(Written problem) Copy the entries below word for word, from the line with "Mark each instance of the beetle antenna" to the line with "x=254 y=178", including both of those lines.

(Recorded information)
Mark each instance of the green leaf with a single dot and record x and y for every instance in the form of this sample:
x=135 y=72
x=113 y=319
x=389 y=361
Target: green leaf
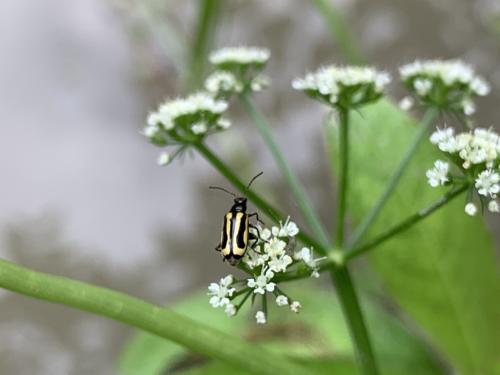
x=315 y=335
x=443 y=271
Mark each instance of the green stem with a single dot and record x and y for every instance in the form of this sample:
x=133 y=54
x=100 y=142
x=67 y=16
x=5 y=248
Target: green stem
x=256 y=199
x=297 y=189
x=208 y=12
x=340 y=31
x=363 y=228
x=354 y=317
x=138 y=313
x=343 y=176
x=405 y=224
x=326 y=264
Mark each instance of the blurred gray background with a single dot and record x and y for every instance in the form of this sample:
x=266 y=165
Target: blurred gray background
x=80 y=192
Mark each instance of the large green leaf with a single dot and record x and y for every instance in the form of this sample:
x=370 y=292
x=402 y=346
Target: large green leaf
x=443 y=271
x=317 y=334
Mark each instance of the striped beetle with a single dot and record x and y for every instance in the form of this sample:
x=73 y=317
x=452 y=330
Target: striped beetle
x=235 y=229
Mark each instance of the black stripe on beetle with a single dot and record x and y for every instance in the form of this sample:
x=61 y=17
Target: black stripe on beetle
x=235 y=228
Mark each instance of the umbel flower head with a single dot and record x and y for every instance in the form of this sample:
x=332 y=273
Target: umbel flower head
x=238 y=70
x=264 y=263
x=346 y=87
x=447 y=84
x=476 y=158
x=182 y=121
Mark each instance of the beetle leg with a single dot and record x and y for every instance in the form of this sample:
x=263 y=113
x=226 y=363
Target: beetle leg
x=253 y=236
x=256 y=217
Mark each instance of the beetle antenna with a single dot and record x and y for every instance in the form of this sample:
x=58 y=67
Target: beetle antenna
x=224 y=190
x=254 y=178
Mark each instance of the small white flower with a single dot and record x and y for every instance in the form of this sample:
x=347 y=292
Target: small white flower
x=355 y=85
x=230 y=310
x=199 y=128
x=469 y=107
x=254 y=259
x=275 y=247
x=406 y=103
x=456 y=81
x=281 y=300
x=279 y=264
x=445 y=140
x=493 y=206
x=221 y=292
x=480 y=86
x=260 y=82
x=222 y=82
x=295 y=306
x=163 y=159
x=153 y=121
x=287 y=229
x=223 y=123
x=470 y=209
x=265 y=234
x=439 y=174
x=487 y=183
x=240 y=55
x=422 y=86
x=260 y=317
x=262 y=283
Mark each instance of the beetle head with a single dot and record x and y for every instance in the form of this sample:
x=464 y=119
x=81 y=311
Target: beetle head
x=240 y=204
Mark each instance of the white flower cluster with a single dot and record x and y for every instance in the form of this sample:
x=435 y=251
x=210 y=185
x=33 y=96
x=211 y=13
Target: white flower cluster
x=264 y=261
x=222 y=82
x=476 y=155
x=240 y=56
x=347 y=87
x=185 y=120
x=447 y=84
x=238 y=70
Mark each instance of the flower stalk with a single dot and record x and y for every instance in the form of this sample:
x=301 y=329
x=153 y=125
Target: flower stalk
x=146 y=316
x=355 y=321
x=343 y=176
x=405 y=224
x=255 y=198
x=429 y=117
x=298 y=192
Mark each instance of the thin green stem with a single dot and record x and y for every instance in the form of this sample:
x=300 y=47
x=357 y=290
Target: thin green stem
x=208 y=12
x=292 y=180
x=355 y=321
x=405 y=224
x=339 y=272
x=343 y=176
x=256 y=199
x=340 y=31
x=146 y=316
x=325 y=265
x=365 y=225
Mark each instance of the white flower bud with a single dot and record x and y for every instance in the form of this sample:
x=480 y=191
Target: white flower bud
x=163 y=159
x=470 y=209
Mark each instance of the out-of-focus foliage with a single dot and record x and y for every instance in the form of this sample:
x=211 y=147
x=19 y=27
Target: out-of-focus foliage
x=317 y=337
x=441 y=272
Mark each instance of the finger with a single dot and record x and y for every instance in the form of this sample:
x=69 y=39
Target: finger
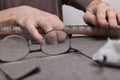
x=90 y=18
x=33 y=31
x=111 y=15
x=101 y=17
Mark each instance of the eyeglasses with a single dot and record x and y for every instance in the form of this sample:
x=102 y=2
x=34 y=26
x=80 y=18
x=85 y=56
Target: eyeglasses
x=55 y=42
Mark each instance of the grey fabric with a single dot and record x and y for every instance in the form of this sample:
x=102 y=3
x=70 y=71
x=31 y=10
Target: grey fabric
x=52 y=6
x=69 y=66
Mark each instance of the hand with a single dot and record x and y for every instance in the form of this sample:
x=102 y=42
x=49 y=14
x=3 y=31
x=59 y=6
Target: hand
x=31 y=18
x=101 y=14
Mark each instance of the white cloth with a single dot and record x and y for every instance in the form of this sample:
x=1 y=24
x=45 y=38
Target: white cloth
x=109 y=53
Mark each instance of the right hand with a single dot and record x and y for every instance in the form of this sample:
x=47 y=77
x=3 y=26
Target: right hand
x=30 y=18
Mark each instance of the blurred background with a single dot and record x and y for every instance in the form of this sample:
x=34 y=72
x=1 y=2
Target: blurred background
x=72 y=16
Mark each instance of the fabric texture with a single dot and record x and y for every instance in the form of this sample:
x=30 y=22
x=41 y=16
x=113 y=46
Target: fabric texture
x=52 y=6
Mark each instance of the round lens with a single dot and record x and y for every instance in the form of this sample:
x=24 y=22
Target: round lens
x=13 y=47
x=55 y=42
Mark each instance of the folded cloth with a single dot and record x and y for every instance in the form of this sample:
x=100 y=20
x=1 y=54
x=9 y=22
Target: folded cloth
x=109 y=53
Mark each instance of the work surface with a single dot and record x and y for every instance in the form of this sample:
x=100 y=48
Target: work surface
x=69 y=66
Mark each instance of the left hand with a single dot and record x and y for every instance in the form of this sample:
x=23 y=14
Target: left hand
x=101 y=14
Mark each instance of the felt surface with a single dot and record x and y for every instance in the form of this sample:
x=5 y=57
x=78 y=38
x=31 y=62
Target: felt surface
x=69 y=66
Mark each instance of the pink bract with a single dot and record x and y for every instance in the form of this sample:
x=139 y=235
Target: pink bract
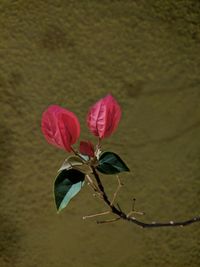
x=86 y=148
x=60 y=127
x=104 y=116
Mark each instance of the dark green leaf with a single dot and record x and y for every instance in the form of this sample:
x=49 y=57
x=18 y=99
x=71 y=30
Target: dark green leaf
x=111 y=163
x=67 y=184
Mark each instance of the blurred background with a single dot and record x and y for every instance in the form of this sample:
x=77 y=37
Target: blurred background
x=71 y=53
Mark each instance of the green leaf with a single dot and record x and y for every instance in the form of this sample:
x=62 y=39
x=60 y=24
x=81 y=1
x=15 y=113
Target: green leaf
x=74 y=162
x=67 y=184
x=111 y=163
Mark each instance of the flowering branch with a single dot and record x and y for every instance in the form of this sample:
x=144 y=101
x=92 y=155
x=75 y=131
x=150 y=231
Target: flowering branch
x=121 y=215
x=61 y=128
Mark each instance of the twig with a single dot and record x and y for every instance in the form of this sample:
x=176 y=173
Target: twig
x=121 y=215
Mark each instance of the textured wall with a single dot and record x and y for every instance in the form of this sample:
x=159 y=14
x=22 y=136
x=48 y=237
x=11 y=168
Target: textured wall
x=147 y=53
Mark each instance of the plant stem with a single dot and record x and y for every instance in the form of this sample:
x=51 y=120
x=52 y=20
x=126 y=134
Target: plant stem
x=117 y=211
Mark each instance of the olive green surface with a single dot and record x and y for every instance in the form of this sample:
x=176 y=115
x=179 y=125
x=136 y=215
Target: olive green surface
x=71 y=53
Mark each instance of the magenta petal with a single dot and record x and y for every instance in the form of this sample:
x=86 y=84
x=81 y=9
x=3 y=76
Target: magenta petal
x=104 y=116
x=60 y=127
x=86 y=148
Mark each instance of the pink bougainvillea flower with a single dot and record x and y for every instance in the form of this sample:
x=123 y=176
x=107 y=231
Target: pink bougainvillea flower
x=104 y=116
x=60 y=127
x=86 y=148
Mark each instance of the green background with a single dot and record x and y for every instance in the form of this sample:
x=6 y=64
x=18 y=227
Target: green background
x=71 y=53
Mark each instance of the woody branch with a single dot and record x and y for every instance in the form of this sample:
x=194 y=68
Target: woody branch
x=127 y=217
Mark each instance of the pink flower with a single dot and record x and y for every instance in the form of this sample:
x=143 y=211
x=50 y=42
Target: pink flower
x=60 y=127
x=86 y=148
x=104 y=116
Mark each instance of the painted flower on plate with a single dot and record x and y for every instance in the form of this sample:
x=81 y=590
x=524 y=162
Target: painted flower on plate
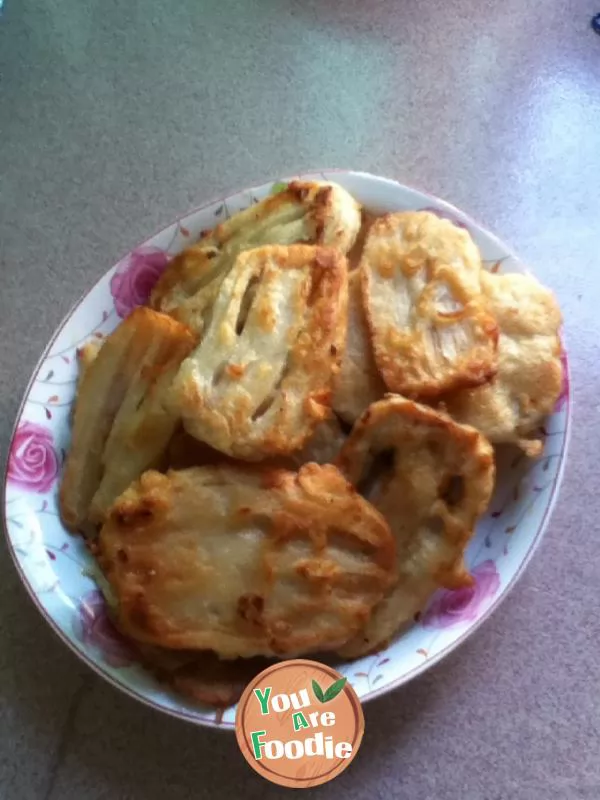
x=33 y=462
x=451 y=607
x=94 y=629
x=135 y=277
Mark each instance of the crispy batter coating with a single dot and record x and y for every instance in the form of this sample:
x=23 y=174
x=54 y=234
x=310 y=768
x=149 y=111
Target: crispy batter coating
x=245 y=561
x=359 y=383
x=431 y=478
x=530 y=374
x=120 y=427
x=261 y=379
x=323 y=447
x=430 y=325
x=314 y=213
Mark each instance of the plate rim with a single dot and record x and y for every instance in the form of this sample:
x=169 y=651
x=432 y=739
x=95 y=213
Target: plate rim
x=430 y=661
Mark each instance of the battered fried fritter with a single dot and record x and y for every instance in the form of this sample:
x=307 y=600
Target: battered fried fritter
x=261 y=378
x=430 y=325
x=314 y=213
x=359 y=383
x=530 y=375
x=245 y=561
x=323 y=447
x=431 y=478
x=120 y=426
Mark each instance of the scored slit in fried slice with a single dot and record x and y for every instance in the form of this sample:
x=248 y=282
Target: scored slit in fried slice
x=431 y=478
x=260 y=380
x=305 y=212
x=431 y=328
x=358 y=383
x=530 y=374
x=245 y=561
x=121 y=387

(Task response)
Mark each instance of the beetle antenna with a single dot and record x and y for every instance in the form of this sample:
x=58 y=67
Target: beetle antenna
x=224 y=190
x=254 y=178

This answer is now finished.